[Stored items]
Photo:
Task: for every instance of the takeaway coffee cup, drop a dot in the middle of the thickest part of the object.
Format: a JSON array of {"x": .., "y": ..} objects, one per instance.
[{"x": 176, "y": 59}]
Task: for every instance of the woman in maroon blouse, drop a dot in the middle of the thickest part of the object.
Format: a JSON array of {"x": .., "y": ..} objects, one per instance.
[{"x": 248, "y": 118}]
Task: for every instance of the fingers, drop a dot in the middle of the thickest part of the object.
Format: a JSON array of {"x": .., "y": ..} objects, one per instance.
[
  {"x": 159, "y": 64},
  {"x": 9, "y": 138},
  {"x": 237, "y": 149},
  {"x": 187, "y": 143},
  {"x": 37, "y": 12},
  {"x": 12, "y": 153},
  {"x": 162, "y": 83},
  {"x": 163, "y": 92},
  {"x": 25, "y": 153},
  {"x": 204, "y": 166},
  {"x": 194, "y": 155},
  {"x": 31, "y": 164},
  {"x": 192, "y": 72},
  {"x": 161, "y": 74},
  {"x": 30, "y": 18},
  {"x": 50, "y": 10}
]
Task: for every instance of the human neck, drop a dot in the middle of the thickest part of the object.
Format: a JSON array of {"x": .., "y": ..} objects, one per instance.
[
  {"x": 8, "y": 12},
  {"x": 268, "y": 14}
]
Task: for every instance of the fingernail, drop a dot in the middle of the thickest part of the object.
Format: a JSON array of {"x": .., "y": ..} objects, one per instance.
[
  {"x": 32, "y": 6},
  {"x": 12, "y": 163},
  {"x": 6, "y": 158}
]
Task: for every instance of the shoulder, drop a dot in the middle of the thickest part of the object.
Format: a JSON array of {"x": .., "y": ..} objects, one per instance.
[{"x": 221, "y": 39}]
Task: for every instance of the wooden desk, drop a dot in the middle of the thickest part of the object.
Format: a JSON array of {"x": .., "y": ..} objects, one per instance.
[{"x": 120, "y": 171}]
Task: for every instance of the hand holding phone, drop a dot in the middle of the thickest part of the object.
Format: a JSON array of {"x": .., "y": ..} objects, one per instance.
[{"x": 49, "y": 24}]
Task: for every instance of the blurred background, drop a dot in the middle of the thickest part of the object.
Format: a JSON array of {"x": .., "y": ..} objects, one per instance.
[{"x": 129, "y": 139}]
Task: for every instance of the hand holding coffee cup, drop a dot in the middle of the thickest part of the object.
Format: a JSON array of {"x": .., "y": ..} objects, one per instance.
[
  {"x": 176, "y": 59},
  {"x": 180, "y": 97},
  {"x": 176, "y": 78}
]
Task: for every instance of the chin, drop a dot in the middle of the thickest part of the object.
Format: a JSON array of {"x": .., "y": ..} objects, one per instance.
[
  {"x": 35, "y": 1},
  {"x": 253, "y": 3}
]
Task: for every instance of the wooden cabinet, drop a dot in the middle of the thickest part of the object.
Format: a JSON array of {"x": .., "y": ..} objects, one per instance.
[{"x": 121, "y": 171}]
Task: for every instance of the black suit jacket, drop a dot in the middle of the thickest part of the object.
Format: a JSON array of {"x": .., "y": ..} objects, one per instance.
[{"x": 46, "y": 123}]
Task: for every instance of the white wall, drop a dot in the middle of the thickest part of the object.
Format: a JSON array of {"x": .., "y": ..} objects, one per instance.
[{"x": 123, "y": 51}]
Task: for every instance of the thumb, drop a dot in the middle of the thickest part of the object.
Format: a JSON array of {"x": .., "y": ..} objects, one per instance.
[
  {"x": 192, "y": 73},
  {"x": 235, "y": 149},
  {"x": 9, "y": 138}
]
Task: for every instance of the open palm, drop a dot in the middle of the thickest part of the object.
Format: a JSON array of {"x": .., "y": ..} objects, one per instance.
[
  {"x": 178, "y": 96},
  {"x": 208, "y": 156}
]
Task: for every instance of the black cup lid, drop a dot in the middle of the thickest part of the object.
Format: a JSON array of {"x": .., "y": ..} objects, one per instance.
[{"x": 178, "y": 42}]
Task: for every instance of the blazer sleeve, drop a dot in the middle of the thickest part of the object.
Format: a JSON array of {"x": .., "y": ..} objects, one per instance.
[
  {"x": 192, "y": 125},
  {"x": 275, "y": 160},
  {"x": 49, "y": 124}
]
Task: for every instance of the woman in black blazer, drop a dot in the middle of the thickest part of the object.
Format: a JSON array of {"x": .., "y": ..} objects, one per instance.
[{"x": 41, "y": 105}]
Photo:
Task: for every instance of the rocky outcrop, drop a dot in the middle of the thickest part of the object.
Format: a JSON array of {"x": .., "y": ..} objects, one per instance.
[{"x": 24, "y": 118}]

• **Direction**
Write the data from above out again, exactly.

• **Correct result**
Photo:
Task: for every instance of the takeaway coffee cup, drop a dot in the middle of the thickest part of the object.
Format: a JSON array of {"x": .., "y": ..} objects, one per instance.
[{"x": 176, "y": 59}]
Task: for every instance of the woman in maroon blouse, drop a dot in the middle of the thickest part of the object.
Format: a JSON array of {"x": .., "y": ..} objects, one per instance.
[{"x": 248, "y": 118}]
Task: for every instance of the fingers, drop a dot in the middle of the thickest part of the object.
Format: a JSON array of {"x": .., "y": ..} objects, one per instance.
[
  {"x": 159, "y": 64},
  {"x": 9, "y": 138},
  {"x": 237, "y": 149},
  {"x": 187, "y": 143},
  {"x": 37, "y": 12},
  {"x": 12, "y": 153},
  {"x": 162, "y": 83},
  {"x": 163, "y": 92},
  {"x": 25, "y": 153},
  {"x": 204, "y": 166},
  {"x": 194, "y": 155},
  {"x": 31, "y": 164},
  {"x": 192, "y": 72},
  {"x": 161, "y": 74},
  {"x": 30, "y": 18},
  {"x": 50, "y": 10}
]
Task: for every instance of the human neck, drop a dot in the middle of the thickest part of the object.
Format: a JSON array of {"x": .., "y": ..} objects, one per instance.
[
  {"x": 8, "y": 12},
  {"x": 268, "y": 14}
]
Task: for every instance of the fingernail, drop a dot in the middle of the thickest part of the object.
Format: a JSON array of {"x": .., "y": ..} objects, one per instance.
[
  {"x": 32, "y": 6},
  {"x": 12, "y": 163},
  {"x": 6, "y": 158}
]
Task: for every instance of the shoulder, drop a dot in the middle of the thickest part of the object.
Format: a JSON array of {"x": .., "y": ..} objects, one per instance.
[{"x": 221, "y": 39}]
Task: for every instance of the wooden desk, drop a dot in the middle of the thickest part of the object.
Format: a JSON array of {"x": .., "y": ..} objects, one per instance.
[{"x": 120, "y": 171}]
Task: for every instance of the hand holding phone, drop a dot in the middle of the thickest part of the object.
Format: a JSON array of {"x": .., "y": ..} objects, one per instance.
[{"x": 49, "y": 24}]
Task: for every instance of the blurred background, drop a dot in the middle of the thickest part of the object.
Format: a JSON array of {"x": .., "y": ..} objects, one per instance.
[{"x": 129, "y": 139}]
Task: for every instance of the hand holding coffee cup, drop a dot in the middle of the thickest part of the object.
Format: a JSON array of {"x": .., "y": ..} objects, one per instance.
[
  {"x": 176, "y": 59},
  {"x": 180, "y": 97},
  {"x": 176, "y": 78}
]
Task: for every instance of the chin, drop a dot in the middle of the thickest part of the object.
Format: a JSON array of {"x": .., "y": ..} objects, one per instance.
[
  {"x": 35, "y": 1},
  {"x": 253, "y": 3}
]
Task: for every instance of the wooden cabinet, drop a dot in the middle of the thickest part of the object.
Format: a JSON array of {"x": .., "y": ..} objects, one per instance.
[{"x": 121, "y": 171}]
Task: for every instance of the black suit jacket, drop a dot in the middle of the thickest part of the object.
Format: a JSON array of {"x": .., "y": ..} objects, one per instance.
[{"x": 46, "y": 123}]
Task: for every instance of the white wall, drop a dot in the middle of the thickest part of the object.
Format: a JSON array of {"x": .., "y": ..} objects, one per instance.
[{"x": 123, "y": 51}]
Task: for every instance of the thumb, drop a dot in the middle of the thickest part of the object.
Format: a JSON array of {"x": .., "y": ..} objects, one per instance.
[
  {"x": 192, "y": 73},
  {"x": 235, "y": 149},
  {"x": 9, "y": 138}
]
Task: for every instance of the open palm, drop a dot in the middle of the thickest part of the object.
Format: a JSON array of {"x": .., "y": ..} objects, one per instance.
[
  {"x": 178, "y": 96},
  {"x": 208, "y": 156}
]
Task: for every instance of the black cup lid, drop a dot in the middle of the thickest part of the object.
Format: a JSON array of {"x": .., "y": ..} objects, one per instance.
[{"x": 178, "y": 42}]
Task: for every instance of the blazer sleeve, drop a dot in the middle of the thickest part of the object.
Format: a JSON array of {"x": .., "y": ..} objects, one per instance.
[
  {"x": 192, "y": 125},
  {"x": 275, "y": 160},
  {"x": 49, "y": 124}
]
Task: for every instance of the woman in black blazer, drop a dot in the middle of the thickest part of the object.
Format: a JSON array of {"x": .., "y": ..} objects, one per instance.
[{"x": 41, "y": 105}]
Photo:
Task: for every instance of the rocky outcrop, drop a dot in the middle of the thickest part of the object.
Format: a JSON array of {"x": .., "y": ..} objects, one per instance.
[{"x": 24, "y": 118}]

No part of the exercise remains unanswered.